Information given Block Start

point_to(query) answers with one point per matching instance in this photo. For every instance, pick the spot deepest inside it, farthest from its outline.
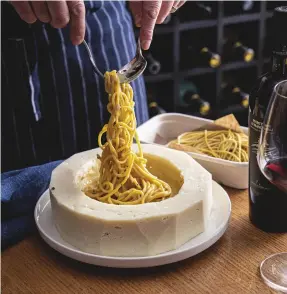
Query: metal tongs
(130, 71)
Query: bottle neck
(279, 64)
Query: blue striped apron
(53, 104)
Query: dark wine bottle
(190, 97)
(268, 204)
(153, 107)
(201, 56)
(242, 52)
(153, 65)
(233, 95)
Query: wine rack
(257, 20)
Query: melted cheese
(130, 230)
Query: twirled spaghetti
(224, 144)
(123, 176)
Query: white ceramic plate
(217, 225)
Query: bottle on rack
(237, 7)
(267, 204)
(167, 19)
(233, 95)
(191, 99)
(196, 10)
(153, 65)
(153, 107)
(201, 56)
(235, 50)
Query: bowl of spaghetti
(219, 146)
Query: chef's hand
(148, 13)
(57, 13)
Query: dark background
(247, 21)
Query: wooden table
(229, 266)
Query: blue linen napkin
(20, 190)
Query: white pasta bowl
(163, 128)
(130, 230)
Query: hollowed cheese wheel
(130, 230)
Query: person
(53, 104)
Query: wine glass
(272, 161)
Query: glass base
(273, 270)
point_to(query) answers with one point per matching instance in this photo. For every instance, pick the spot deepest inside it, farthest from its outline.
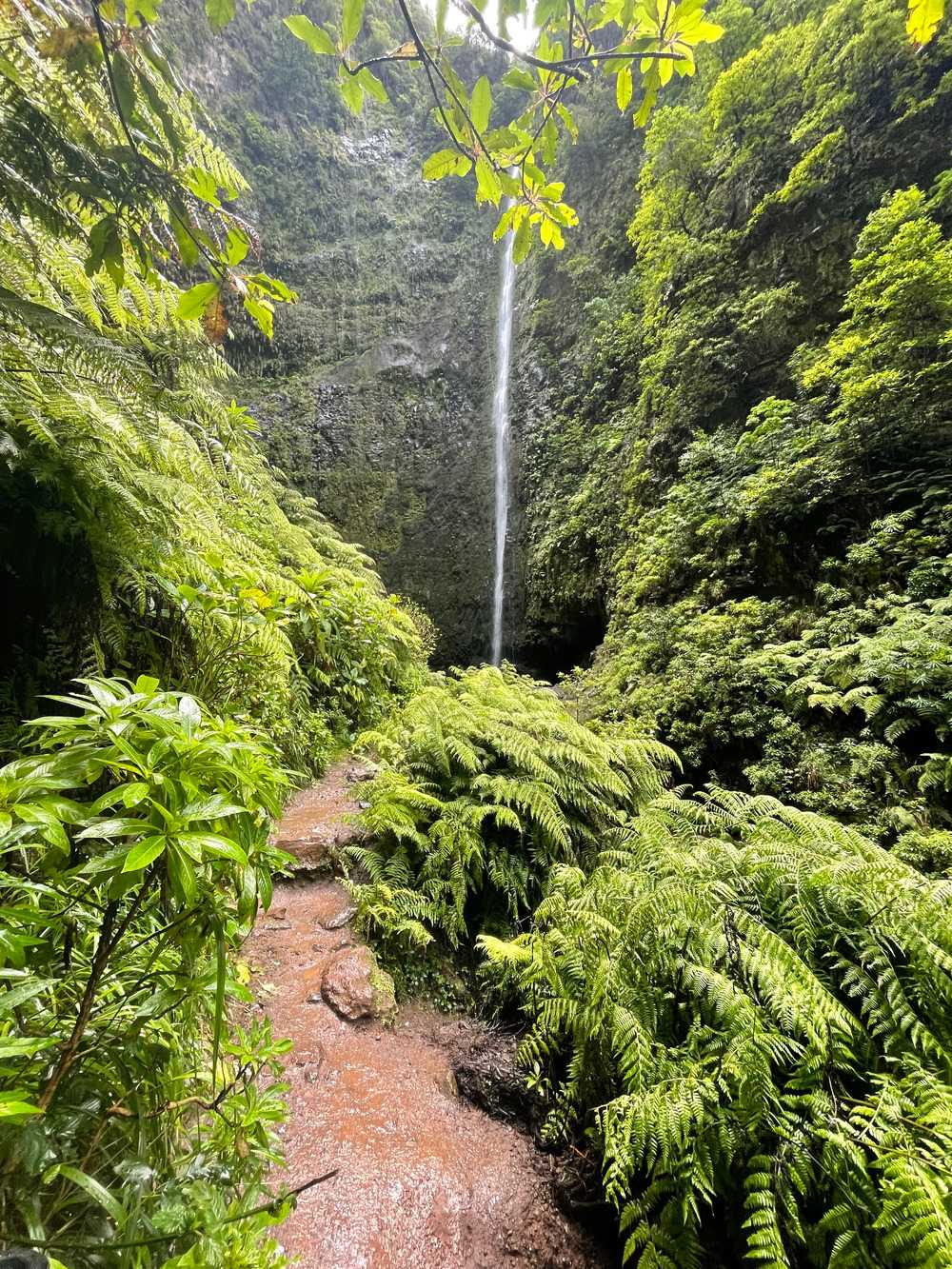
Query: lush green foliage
(158, 538)
(135, 1130)
(764, 423)
(746, 1009)
(486, 782)
(639, 47)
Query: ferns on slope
(114, 431)
(749, 1010)
(487, 781)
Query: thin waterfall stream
(501, 439)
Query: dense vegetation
(145, 534)
(739, 1008)
(762, 423)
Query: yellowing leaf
(215, 321)
(192, 304)
(924, 18)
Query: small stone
(354, 985)
(343, 918)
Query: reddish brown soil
(425, 1180)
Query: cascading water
(501, 438)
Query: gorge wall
(373, 396)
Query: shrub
(746, 1009)
(133, 856)
(486, 781)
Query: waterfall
(501, 438)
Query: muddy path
(425, 1180)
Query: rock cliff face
(375, 393)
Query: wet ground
(425, 1180)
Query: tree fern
(746, 1009)
(487, 781)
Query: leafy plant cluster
(486, 783)
(743, 1010)
(137, 1117)
(764, 420)
(737, 1008)
(144, 529)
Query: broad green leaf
(262, 312)
(220, 11)
(522, 243)
(144, 853)
(212, 807)
(273, 286)
(315, 37)
(95, 1189)
(487, 184)
(13, 1104)
(236, 247)
(198, 844)
(13, 1046)
(117, 827)
(141, 10)
(518, 77)
(106, 250)
(369, 83)
(624, 88)
(352, 20)
(15, 997)
(193, 304)
(190, 713)
(482, 104)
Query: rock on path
(425, 1180)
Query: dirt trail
(426, 1180)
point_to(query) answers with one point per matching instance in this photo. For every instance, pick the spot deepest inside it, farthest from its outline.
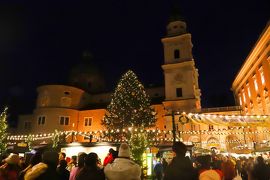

Information given Block End

→ **Exercise instructions**
Omit all pictures and repeat the rest of the records verbatim.

→ **Solution below**
point_to(query) answers with one point per matching instance in this photo. For every instance, pick the spot deepest inside it, farthest from its outline.
Query: metal tongs
(130, 71)
Query: bottle neck
(279, 64)
Query: blue striped apron
(53, 104)
Query: dark wine bottle
(190, 97)
(268, 204)
(153, 107)
(201, 56)
(242, 52)
(153, 65)
(233, 95)
Query: wine rack
(257, 20)
Query: melted cheese
(130, 230)
Query: twirled spaghetti
(224, 144)
(123, 176)
Query: white ceramic plate
(217, 225)
Query: bottle on rack
(237, 7)
(267, 204)
(167, 19)
(233, 95)
(191, 99)
(196, 10)
(153, 65)
(153, 107)
(201, 56)
(235, 50)
Query: bowl of spaghetti
(219, 146)
Query: chef's hand
(148, 13)
(57, 13)
Query: dark background
(247, 21)
Query: wooden table
(229, 266)
Query: blue linen napkin
(20, 190)
Query: white pasta bowl
(163, 128)
(130, 230)
Query: hollowed cheese wheel
(130, 230)
Query: person
(53, 104)
Query: wine glass
(272, 161)
Query: glass base
(273, 270)
point_to(query) answers with one point per matching instance in this photo. For every instance, pick the spot deepest inside it, farthest from its outline.
Query: lush green foliage
(158, 538)
(135, 1130)
(764, 423)
(746, 1009)
(486, 782)
(639, 47)
Query: ferns on slope
(114, 431)
(749, 1010)
(487, 781)
Query: thin waterfall stream
(501, 439)
Query: dense vegetation
(145, 534)
(739, 1008)
(762, 423)
Query: yellowing leaf
(215, 321)
(192, 304)
(924, 18)
Query: small stone
(354, 985)
(343, 918)
Query: reddish brown soil
(425, 1180)
Query: cascading water
(501, 438)
Query: gorge wall
(373, 396)
Query: shrub
(746, 1009)
(133, 856)
(486, 781)
Query: waterfall
(501, 438)
Query: muddy path
(425, 1180)
Query: rock cliff face
(375, 393)
Query: wet ground
(425, 1180)
Query: tree fern
(746, 1009)
(487, 781)
Query: leafy plant cluster
(486, 783)
(743, 1010)
(137, 1117)
(764, 420)
(737, 1008)
(144, 529)
Query: broad green leaf
(262, 312)
(220, 11)
(522, 243)
(144, 853)
(212, 807)
(273, 286)
(315, 37)
(95, 1189)
(487, 184)
(13, 1104)
(236, 247)
(198, 844)
(13, 1046)
(117, 827)
(141, 10)
(518, 77)
(106, 250)
(369, 83)
(624, 88)
(352, 20)
(15, 997)
(193, 304)
(190, 713)
(482, 104)
Query: rock on path
(425, 1180)
Query: dirt trail
(426, 1180)
point_to(query) answers with one point per matching instance in this photo. For every instance, pick the spot deepest inside it, farthest from its outline.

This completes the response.